### Goal
Can you reproduce the data beneath, keeping every line exact?

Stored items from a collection

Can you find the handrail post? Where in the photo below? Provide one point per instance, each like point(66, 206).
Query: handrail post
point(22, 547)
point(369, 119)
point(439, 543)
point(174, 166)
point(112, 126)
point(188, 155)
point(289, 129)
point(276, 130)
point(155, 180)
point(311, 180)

### Result of this exercise
Can you find the handrail post? Where in the photo below? Provide one point per instance, each like point(66, 206).
Query: handrail post
point(22, 547)
point(369, 119)
point(439, 543)
point(174, 166)
point(112, 126)
point(188, 155)
point(289, 129)
point(276, 130)
point(155, 180)
point(311, 180)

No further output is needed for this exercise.